GIVEN EXERCISE A
According to the kernel patch below, what is the path of the new sysctl that lets admins switch timestamping modes?

PAGE
^^^^^^^^

From 3b098e2d7c693796cc4dffb07caa249fc0f70771 Mon Sep 17 00:00:00 2001
From: Eric Dumazet <eric.dumazet@gmail.com>
Date: Sat, 15 May 2010 23:57:10 -0700
Subject: net: Consistent skb timestamping

With RPS inclusion, skb timestamping is not consistent in RX path.

If netif_receive_skb() is used, its deferred after RPS dispatch.

If netif_rx() is used, its done before RPS dispatch.

This can give strange tcpdump timestamps results.

I think timestamping should be done as soon as possible in the receive
path, to get meaningful values (ie timestamps taken at the time packet
was delivered by NIC driver to our stack), even if NAPI already can
defer timestamping a bit (RPS can help to reduce the gap)

Tom Herbert prefer to sample timestamps after RPS dispatch. In case
sampling is expensive (HPET/acpi_pm on x86), this makes sense.

Let admins switch from one mode to another, using a new
sysctl, /proc/sys/net/core/netdev_tstamp_prequeue

Its default value (1), means timestamps are taken as soon as possible,
before backlog queueing, giving accurate timestamps.

Setting a 0 value permits to sample timestamps when processing backlog,
after RPS dispatch, to lower the load of the pre-RPS cpu.

Signed-off-by: Eric Dumazet <eric.dumazet@gmail.com>
Signed-off-by: David S. Miller <davem@davemloft.net>
---
 Documentation/sysctl/net.txt | 10 +++++++++
 include/linux/netdevice.h    |  1 +
 net/core/dev.c               | 50 +++++++++++++++++++++++++++-----------------
 net/core/sysctl_net_core.c   |  7 +++++++
 4 files changed, 49 insertions(+), 19 deletions(-)

(limited to 'net/core/sysctl_net_core.c')

diff --git a/Documentation/sysctl/net.txt b/Documentation/sysctl/net.txt
index df38ef046f8d..cbd05ffc606b 100644
--- a/Documentation/sysctl/net.txt
+++ b/Documentation/sysctl/net.txt
@@ -84,6 +84,16 @@ netdev_max_backlog
 Maximum number  of  packets,  queued  on  the  INPUT  side, when the interface
 receives packets faster than kernel can process them.
 
+netdev_tstamp_prequeue
+----------------------
+
+If set to 0, RX packet timestamps can be sampled after RPS processing, when
+the target CPU processes packets. It might give some delay on timestamps, but
+permit to distribute the load on several cpus.
+
+If set to 1 (default), timestamps are sampled as soon as possible, before
+queueing.

^^^^^^^^

RECORDED INFORMATION
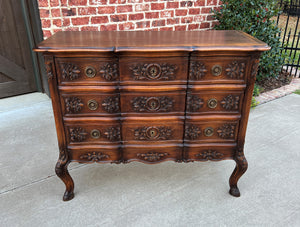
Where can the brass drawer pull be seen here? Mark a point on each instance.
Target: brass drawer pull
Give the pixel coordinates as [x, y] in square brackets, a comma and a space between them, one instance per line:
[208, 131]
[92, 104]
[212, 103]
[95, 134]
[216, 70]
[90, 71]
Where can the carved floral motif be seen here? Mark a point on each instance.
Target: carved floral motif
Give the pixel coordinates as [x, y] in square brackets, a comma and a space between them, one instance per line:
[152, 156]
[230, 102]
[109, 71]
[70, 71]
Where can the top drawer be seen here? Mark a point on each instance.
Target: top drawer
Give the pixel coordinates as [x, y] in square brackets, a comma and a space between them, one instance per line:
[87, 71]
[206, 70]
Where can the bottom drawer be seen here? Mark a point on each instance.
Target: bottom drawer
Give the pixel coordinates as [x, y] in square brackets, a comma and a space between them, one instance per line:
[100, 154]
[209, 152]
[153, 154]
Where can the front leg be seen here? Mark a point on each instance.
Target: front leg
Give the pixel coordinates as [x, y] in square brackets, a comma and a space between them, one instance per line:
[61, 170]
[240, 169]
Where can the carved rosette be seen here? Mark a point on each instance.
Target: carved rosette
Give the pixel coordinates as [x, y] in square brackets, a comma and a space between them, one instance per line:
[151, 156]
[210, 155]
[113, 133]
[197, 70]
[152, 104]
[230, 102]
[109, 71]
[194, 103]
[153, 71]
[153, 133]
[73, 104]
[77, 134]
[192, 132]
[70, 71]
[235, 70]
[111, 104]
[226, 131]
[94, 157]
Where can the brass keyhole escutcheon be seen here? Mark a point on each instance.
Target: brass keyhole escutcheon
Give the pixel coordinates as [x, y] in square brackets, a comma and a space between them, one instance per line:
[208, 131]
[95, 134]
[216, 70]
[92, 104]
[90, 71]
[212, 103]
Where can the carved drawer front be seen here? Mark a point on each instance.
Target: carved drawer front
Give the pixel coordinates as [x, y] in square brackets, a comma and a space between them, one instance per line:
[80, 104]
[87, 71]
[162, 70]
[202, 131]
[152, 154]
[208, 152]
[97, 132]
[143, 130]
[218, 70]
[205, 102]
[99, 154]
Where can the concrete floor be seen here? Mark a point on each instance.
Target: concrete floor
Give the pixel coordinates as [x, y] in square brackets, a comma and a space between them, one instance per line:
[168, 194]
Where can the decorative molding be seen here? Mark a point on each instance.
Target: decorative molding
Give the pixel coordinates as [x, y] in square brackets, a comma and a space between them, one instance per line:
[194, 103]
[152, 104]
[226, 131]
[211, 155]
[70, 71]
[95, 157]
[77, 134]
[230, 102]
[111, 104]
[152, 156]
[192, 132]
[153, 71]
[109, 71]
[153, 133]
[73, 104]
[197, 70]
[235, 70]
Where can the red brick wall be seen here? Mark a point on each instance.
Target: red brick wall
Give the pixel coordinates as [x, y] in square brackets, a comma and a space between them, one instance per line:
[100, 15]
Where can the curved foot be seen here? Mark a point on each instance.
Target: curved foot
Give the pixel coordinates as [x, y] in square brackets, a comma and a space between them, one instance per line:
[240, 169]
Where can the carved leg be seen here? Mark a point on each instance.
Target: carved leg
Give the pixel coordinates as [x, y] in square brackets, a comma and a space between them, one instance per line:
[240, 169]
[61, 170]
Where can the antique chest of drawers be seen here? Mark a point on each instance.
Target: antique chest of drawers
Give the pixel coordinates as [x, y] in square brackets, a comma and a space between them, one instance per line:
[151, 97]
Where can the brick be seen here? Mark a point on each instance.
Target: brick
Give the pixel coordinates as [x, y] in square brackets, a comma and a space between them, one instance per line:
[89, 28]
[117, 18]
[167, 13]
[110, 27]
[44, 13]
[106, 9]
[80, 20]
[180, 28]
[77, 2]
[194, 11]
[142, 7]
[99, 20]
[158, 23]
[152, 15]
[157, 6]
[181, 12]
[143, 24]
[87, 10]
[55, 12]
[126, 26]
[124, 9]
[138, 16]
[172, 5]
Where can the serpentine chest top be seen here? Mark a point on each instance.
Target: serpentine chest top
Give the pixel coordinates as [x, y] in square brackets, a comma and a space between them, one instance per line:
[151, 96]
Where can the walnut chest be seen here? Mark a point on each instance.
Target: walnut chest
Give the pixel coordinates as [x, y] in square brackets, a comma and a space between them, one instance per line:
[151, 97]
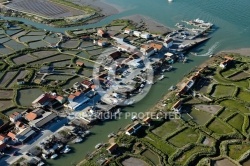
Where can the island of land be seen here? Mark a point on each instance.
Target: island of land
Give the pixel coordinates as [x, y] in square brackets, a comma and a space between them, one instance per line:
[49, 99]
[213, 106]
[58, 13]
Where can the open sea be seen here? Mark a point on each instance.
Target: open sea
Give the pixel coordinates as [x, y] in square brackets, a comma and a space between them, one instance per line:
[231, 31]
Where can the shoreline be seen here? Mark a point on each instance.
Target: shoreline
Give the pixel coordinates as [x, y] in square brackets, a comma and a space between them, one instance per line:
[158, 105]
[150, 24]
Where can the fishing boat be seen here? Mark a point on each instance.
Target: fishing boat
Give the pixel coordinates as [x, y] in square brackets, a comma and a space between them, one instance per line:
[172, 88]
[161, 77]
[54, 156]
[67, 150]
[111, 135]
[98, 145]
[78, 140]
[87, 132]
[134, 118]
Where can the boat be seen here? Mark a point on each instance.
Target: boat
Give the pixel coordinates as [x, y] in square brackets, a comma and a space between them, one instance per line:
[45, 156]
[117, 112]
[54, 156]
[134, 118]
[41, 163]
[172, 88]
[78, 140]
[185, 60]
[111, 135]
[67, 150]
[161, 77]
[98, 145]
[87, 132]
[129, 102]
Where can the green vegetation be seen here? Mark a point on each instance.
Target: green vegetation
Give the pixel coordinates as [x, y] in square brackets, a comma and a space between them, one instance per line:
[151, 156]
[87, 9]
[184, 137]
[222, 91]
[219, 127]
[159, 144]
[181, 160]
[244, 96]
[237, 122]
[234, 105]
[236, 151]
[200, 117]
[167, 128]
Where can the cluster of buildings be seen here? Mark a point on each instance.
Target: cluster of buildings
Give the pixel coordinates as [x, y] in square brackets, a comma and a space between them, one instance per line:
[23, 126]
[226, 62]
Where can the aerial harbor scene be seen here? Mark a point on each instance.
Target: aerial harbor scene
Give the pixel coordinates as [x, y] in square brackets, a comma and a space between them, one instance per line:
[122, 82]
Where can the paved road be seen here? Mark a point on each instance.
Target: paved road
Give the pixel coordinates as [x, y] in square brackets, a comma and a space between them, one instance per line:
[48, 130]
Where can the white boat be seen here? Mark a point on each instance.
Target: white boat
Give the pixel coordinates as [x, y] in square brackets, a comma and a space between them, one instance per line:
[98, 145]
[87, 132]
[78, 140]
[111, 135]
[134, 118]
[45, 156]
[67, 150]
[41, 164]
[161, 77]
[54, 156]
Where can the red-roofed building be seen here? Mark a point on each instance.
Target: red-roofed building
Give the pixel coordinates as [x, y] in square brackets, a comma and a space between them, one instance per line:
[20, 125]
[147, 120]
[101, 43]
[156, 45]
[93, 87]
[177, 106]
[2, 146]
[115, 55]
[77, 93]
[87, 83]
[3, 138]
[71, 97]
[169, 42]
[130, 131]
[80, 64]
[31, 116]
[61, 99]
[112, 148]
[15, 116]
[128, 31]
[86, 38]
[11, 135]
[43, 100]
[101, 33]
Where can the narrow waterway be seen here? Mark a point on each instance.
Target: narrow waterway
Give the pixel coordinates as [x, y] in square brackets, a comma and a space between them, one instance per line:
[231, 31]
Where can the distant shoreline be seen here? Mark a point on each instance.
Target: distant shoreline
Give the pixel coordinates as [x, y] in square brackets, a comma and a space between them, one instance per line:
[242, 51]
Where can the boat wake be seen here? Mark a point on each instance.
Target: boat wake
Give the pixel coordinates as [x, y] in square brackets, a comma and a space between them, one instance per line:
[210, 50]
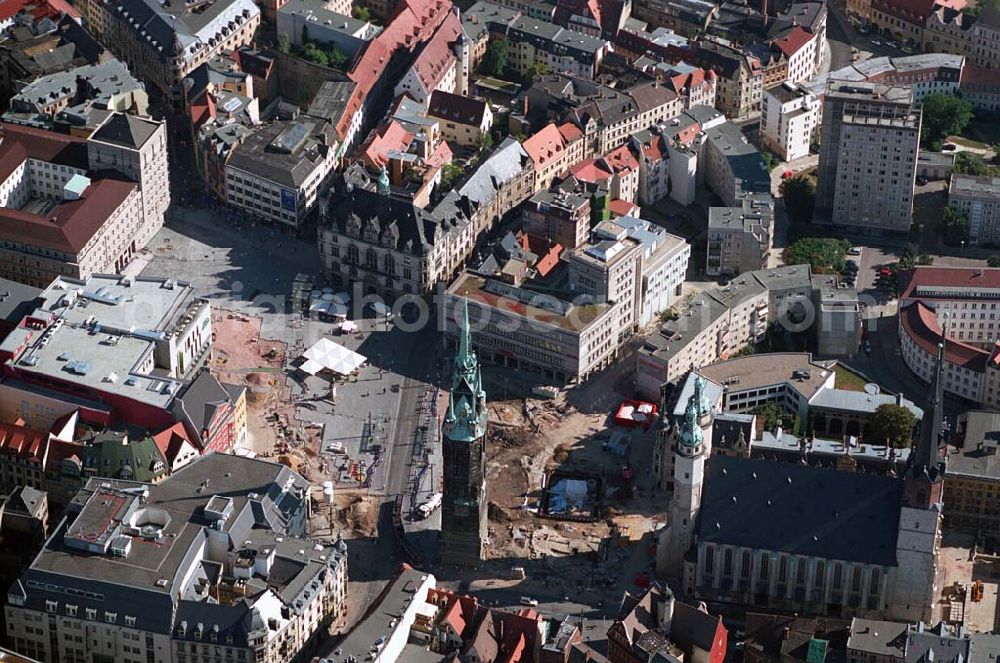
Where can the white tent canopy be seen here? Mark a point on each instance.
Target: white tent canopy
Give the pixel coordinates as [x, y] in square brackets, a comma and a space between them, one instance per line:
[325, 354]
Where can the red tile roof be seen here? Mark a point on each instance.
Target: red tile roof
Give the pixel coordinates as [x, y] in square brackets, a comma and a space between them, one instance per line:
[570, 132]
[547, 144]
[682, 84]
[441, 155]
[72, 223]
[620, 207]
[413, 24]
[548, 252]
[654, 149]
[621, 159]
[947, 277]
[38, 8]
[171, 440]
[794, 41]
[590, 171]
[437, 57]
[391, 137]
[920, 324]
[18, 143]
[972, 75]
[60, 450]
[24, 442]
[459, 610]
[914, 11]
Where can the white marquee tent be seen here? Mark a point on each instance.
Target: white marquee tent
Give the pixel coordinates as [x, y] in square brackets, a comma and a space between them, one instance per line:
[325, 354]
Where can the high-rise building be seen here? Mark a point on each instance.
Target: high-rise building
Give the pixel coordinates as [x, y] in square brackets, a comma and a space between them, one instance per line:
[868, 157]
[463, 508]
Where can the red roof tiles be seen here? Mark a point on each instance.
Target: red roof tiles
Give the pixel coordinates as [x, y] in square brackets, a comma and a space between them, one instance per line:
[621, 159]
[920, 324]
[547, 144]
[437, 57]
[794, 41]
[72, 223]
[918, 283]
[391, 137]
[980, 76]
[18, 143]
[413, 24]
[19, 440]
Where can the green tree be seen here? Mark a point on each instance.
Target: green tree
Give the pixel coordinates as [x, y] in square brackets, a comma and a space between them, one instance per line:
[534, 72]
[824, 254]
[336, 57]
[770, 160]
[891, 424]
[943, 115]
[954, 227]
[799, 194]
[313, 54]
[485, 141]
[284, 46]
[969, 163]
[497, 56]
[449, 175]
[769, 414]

^^^^^^^^

GIVEN EXERCISE B
Count how many lines of the records above contain the string "island", treating case as significant, and reply with only that number.

EXERCISE RESPONSE A
/proc/sys/net/core/netdev_tstamp_prequeue

EXERCISE RESPONSE B
2